[TEXTABSCHNITT]
Ein erstes Geschenk Gottes an die Menschheit war, dass Gott sich den Israeliten als der eine, gütige, allmächtige Gott, Herrscher über alle Geister, Mächte und Gewalten zeigte. Eine neue ermutigende Zeit brach an. Die abergläubische „Heidenangst“ vor allen dunklen und dämonischen Schicksalsmächten wich dem Gottvertrauen: “Der Herr  ist mein Hirte, mir wird nichts mangeln…“, so beten Juden und Christen bis heute (Psalm 23). Das neugewonnene Zutrauen in Gott hilft, mutiger und zuversichtlicher in die Zukunft zu gehen. Trotzdem überfällt uns bis heute, auch als fromme Menschen, immer wieder die „Heidenangst“, dass Gottes Güte womöglich sehr begrenzt sein könnte. Wenn uns Schicksalsschläge treffen oder uns Nachrichten von Naturkatastrophen, Krieg und Elend erreichen, ist diese Angst schnell wieder obenauf. In dieser ständigen Bedrohung durch „Heidenangst“ ist das Erscheinen von Jesus Christus das entscheidende zweite Geschenk Gottes an die Menschheit.
[/TEXTABSCHNITT]
[DATENTEIL]
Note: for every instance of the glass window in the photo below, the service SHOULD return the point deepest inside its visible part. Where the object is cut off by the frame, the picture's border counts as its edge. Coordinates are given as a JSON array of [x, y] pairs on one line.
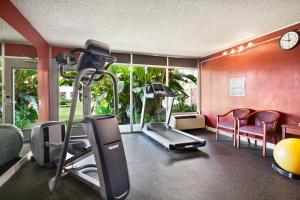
[[155, 108], [184, 82], [26, 97], [102, 94]]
[/DATENTEIL]
Setze den Textabschnitt über die Geschenke Gottes an die Menschheit nach seinem letzten Satz fort.

> **ANTWORT**:
Das größte Projekt der ganzen Weltgeschichte gegen die „Heiden- Angst“ beginnt mit der Weihnachtsbotschaft: “Fürchtet euch nicht! Siehe ich verkündige Euch große Freude, die allem Volk widerfahren wird; denn euch ist heute der Heiland geboren…” Gott zeigt uns durch die Geburt Jesu, dass er uns liebt und uns nahe ist. Gott schenkt uns seinen Sohn, damit wir nicht verloren gehen. „Freue dich, freue dich, o Christenheit“ (Ein kleines Kind verstand übrigens das Wort Christenheit nicht und sang immer falsch, aber trotzdem voller Sinn: Freue dich, o Christ und Heid!) Gott kommt zu uns als hilfloses Kind heimatloser Eltern, und es kommt zuerst zu den Armen. Der Gott der Liebe kommt zu uns als Mensch unter Menschen, zuerst als Kind in der Krippe. Jesus wird von Stern und Engel als Retter angekündigt, von Hirten und Königen gegrüßt und vom bösen König Herodes bedroht. Kein Mensch hat uns so sehr Gottes Liebe nahe gebracht wie Jesus von Nazareth. Jesus hat aus einem grenzenlosen Vertrauen und einer grenzenlosen Liebe zu Gott gelebt. Er hat damals und heute Menschen in sein Vertrauen zu Gott und seine Liebe hineingenommen. Durch Jesus können wir unser ganzes Leben lang sagen: “Ich bin ein Kind Gottes und ein Bruder, eine Schwester von Jesus. Ich gehöre zu Gott. Gott läßt mich nicht fallen”.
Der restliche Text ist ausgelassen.